Exercise brief: Convert everything from the line containing "Hi there — would you mind finding the dark" down to the end of the records below into a Markdown table with the columns Row and Entry. Number each line and omit any blank lines.

(Box-labeled dataset extracts)

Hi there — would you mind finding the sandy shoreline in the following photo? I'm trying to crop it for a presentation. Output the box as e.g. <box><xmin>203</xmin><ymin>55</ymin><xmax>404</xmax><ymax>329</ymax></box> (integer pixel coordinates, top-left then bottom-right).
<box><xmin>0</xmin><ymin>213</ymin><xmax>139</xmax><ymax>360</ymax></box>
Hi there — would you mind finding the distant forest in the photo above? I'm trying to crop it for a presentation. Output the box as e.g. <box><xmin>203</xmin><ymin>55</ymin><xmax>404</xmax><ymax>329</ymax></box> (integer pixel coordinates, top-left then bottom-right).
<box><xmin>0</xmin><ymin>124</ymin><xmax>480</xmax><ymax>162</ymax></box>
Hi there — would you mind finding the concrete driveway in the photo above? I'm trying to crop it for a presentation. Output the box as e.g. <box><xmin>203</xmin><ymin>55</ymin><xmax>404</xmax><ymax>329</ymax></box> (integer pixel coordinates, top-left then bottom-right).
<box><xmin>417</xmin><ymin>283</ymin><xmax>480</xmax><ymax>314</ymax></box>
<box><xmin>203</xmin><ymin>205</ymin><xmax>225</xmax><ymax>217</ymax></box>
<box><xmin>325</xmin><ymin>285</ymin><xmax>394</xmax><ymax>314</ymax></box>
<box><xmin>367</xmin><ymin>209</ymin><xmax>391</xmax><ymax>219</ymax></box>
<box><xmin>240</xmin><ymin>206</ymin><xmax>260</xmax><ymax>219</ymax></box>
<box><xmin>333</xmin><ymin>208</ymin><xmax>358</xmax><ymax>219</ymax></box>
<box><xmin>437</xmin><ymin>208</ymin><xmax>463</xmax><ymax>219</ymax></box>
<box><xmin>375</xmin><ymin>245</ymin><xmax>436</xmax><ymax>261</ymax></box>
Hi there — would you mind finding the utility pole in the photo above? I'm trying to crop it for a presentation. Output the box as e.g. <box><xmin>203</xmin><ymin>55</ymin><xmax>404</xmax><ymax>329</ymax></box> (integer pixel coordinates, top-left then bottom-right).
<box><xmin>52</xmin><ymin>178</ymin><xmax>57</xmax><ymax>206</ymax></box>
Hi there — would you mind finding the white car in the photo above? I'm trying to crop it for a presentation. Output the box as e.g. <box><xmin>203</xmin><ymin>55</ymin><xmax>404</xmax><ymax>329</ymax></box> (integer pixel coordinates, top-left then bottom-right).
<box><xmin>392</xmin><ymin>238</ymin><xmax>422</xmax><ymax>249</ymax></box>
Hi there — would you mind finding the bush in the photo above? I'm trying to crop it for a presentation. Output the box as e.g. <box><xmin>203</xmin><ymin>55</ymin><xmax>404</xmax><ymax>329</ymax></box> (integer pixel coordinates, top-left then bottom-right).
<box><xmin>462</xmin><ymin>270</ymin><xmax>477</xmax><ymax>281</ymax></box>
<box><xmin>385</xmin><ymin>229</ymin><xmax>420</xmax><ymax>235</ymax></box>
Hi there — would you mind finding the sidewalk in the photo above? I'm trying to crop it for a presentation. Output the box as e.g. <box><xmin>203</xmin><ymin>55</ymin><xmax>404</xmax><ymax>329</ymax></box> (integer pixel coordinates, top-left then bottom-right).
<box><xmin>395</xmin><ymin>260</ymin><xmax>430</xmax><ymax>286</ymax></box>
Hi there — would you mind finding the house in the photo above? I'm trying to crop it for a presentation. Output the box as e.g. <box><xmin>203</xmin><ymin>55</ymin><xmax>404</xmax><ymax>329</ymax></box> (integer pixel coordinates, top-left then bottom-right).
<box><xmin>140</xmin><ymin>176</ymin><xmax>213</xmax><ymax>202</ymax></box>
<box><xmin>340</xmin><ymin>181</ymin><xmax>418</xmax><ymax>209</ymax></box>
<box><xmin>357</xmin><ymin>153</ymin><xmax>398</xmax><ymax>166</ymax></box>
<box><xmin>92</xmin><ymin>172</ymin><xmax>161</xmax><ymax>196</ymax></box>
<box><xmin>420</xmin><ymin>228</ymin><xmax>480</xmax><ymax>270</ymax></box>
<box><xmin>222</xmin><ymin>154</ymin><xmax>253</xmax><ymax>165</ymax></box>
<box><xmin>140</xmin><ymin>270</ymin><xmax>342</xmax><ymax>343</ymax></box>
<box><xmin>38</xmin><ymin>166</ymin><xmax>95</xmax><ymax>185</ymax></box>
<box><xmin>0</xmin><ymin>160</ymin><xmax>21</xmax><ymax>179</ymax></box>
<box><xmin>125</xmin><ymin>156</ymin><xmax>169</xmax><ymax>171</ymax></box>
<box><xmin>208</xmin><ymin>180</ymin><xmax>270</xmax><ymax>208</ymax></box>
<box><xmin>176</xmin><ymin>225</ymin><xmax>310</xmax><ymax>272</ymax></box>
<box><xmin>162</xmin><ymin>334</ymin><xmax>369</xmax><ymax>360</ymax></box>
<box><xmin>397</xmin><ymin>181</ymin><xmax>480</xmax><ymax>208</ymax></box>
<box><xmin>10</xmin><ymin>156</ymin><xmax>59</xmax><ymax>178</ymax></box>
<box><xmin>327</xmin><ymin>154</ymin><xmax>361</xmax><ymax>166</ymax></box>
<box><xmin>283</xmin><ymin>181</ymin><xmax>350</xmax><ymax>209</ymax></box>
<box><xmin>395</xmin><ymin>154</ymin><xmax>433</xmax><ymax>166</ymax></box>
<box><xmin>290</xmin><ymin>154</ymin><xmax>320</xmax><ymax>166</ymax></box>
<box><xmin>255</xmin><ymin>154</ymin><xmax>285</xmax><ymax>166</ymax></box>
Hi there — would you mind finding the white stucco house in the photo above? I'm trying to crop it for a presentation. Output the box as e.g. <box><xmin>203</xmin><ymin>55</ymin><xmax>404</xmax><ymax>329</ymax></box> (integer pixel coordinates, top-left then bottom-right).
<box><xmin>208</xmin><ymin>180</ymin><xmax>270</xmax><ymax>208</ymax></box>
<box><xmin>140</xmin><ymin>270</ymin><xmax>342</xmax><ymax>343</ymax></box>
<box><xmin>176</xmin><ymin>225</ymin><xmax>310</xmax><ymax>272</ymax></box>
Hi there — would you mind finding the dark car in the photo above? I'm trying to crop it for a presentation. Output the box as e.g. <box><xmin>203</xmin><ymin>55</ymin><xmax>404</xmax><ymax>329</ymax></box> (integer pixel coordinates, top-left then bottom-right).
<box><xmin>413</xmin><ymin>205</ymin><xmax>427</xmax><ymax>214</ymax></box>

Task result:
| Row | Entry |
|---|---|
| 1 | Hi there — would you mind finding the dark car in the photo above? I'm trying to crop it for a presentation. Output the box as e.g. <box><xmin>203</xmin><ymin>55</ymin><xmax>404</xmax><ymax>329</ymax></box> (integer pixel coordinates, top-left then bottom-right). |
| 2 | <box><xmin>413</xmin><ymin>205</ymin><xmax>427</xmax><ymax>214</ymax></box> |